READING PASSAGE:
..............................

I can't believe it! .. but sadly it is true:
.... from the article about one Texas school :
"under the "Smart ID" program, ID badges have been issued with a tracking chip, which students must wear when attending school. The school badges, worn like a necklace, contain a Radio Frequency Identification (RFID) chip and links to their social security number. This allows the school to track the student's location after leaving campus and for as long as the badge is on the student's person." :
Our kids current school seldom seems to know where the children are, and I find it disconcerting.
As far as tracking the student after they leave school, this is a badge, not an implant. Just take it off.
but everything has pros and cons
A friend sent me this link as well and likened it to "microchipping" children (like we do animals)...i think thats a little silly.
A compromise to "being able to track your child anywhere even outside of school!!!" would be for the school to allow the students to leave their badges AT school instead of wearing them home. This would also prevent them being left at home or lost. Students could receive their badges from their first hour teacher and return them to their last hour teacher.
i dont like it, and i dont think i'd want my son to wear one either. i dont think he needs to be "tracked"
This is totally insane. I've been reading about this lately. There is a girl in Texas who is fighting this. Good for her! What's next? I would move if I had my kids in one of these schools. Luckily, we are homeschooling.
Nope. I don't care what the reasoning is. Not cool, Children need to be respected and this is anything but respectful.
The only case I'd be ok with putting an RF ID chip on a child is one who is in sever danger of hurting themselves by wandering off, and those cases are rare.
When I worked as a nurses aid 10+ years ago we all grabbed a badge at the desk and typed our badge number into the computer so the person at the desk could see at a glance where each nurse and aid were. That way she could easily either call into a room or send someone down to relay a message or ask a question. You could also see if a nurse or aid had left the floor and was unavailable, perhaps at break or lunch.
I now work in a different career field. Two years ago we moved to a huge building. I think I spend 1/2 my time running all over the building looking for whatever person I need. I spend a lot of time trying to track my boss down. I'd love it if I could check a computer screen and see where he was. It would give me a good idea if he was busy or if I could grab him and would save me the trouble of tracking him down.

..............................

DATA FOR REVIEW:
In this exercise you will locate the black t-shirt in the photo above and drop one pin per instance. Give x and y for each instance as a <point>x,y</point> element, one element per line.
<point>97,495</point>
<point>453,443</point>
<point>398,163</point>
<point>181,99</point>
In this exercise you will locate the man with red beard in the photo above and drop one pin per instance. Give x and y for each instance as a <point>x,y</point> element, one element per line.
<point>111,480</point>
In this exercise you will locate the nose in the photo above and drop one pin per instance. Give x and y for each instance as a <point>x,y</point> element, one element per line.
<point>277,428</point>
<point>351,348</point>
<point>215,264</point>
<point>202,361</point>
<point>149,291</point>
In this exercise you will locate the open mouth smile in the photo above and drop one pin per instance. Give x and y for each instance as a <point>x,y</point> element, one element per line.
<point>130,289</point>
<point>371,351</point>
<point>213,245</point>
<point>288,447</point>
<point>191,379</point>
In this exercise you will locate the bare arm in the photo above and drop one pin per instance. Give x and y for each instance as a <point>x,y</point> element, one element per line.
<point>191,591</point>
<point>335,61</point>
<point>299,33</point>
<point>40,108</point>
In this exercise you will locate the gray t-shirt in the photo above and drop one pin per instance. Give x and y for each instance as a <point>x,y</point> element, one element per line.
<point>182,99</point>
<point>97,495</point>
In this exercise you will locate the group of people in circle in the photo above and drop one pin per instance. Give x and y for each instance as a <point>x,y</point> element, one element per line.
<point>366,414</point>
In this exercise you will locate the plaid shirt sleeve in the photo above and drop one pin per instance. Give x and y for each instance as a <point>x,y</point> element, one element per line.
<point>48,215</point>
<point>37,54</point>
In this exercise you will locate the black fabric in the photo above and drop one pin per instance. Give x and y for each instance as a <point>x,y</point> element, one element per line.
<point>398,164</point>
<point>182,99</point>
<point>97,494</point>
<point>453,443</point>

..............................

TASK PROMPT: Reproduce the whole discussion about RFID tracking badges in schools above, word for word.

RESPONSE TO THE EXERCISE:
I can't believe it! .. but sadly it is true:
.... from the article about one Texas school :
"under the "Smart ID" program, ID badges have been issued with a tracking chip, which students must wear when attending school. The school badges, worn like a necklace, contain a Radio Frequency Identification (RFID) chip and links to their social security number. This allows the school to track the student's location after leaving campus and for as long as the badge is on the student's person." :
Our kids current school seldom seems to know where the children are, and I find it disconcerting.
As far as tracking the student after they leave school, this is a badge, not an implant. Just take it off.
but everything has pros and cons
A friend sent me this link as well and likened it to "microchipping" children (like we do animals)...i think thats a little silly.
A compromise to "being able to track your child anywhere even outside of school!!!" would be for the school to allow the students to leave their badges AT school instead of wearing them home. This would also prevent them being left at home or lost. Students could receive their badges from their first hour teacher and return them to their last hour teacher.
i dont like it, and i dont think i'd want my son to wear one either. i dont think he needs to be "tracked"
This is totally insane. I've been reading about this lately. There is a girl in Texas who is fighting this. Good for her! What's next? I would move if I had my kids in one of these schools. Luckily, we are homeschooling.
Nope. I don't care what the reasoning is. Not cool, Children need to be respected and this is anything but respectful.
The only case I'd be ok with putting an RF ID chip on a child is one who is in sever danger of hurting themselves by wandering off, and those cases are rare.
When I worked as a nurses aid 10+ years ago we all grabbed a badge at the desk and typed our badge number into the computer so the person at the desk could see at a glance where each nurse and aid were. That way she could easily either call into a room or send someone down to relay a message or ask a question. You could also see if a nurse or aid had left the floor and was unavailable, perhaps at break or lunch.
I now work in a different career field. Two years ago we moved to a huge building. I think I spend 1/2 my time running all over the building looking for whatever person I need. I spend a lot of time trying to track my boss down. I'd love it if I could check a computer screen and see where he was. It would give me a good idea if he was busy or if I could grab him and would save me the trouble of tracking him down.